[Excerpts of pointing data]
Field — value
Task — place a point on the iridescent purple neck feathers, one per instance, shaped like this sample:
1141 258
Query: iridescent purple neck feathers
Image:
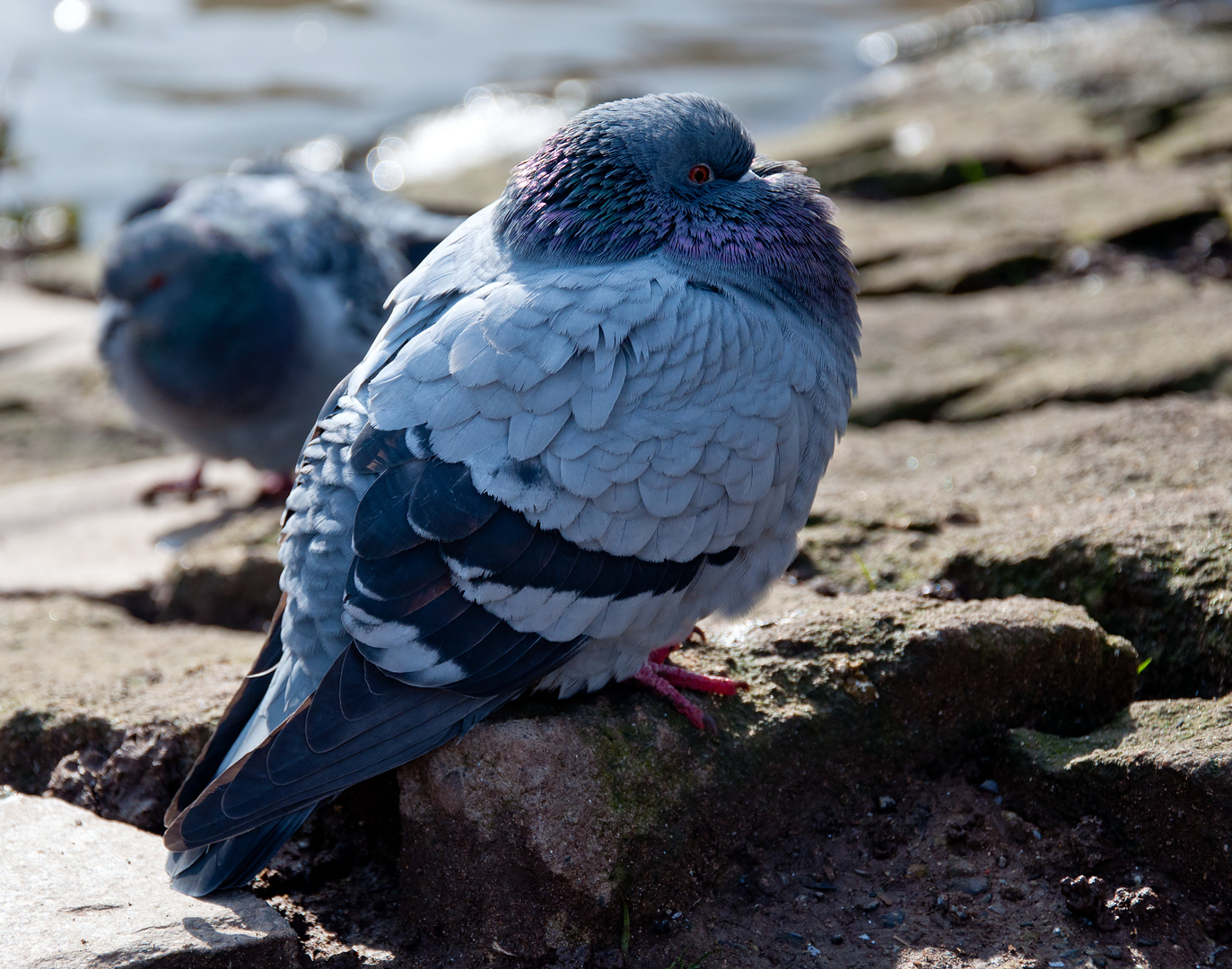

* _CHALLENGE_:
Repeat the lines above exactly, and keep every picture out.

* _RESPONSE TO THIS EXERCISE_:
Field — value
Task — place a point on the iridescent purple neck feathers, one per instance, shaped like this sample:
1141 258
Query: iridescent purple neck feathers
Image:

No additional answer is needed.